(Entradas de la colección)
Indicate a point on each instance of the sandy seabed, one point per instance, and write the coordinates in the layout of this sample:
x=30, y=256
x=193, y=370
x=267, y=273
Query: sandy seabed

> _QUÉ ENTREGAR_:
Imprime sin ningún cambio todas las líneas del listado de arriba.

> _RESPUESTA CORRECTA_:
Indicate a point on each instance of the sandy seabed, one point per instance, and write the coordinates in the layout of this sample:
x=30, y=256
x=193, y=370
x=267, y=273
Query: sandy seabed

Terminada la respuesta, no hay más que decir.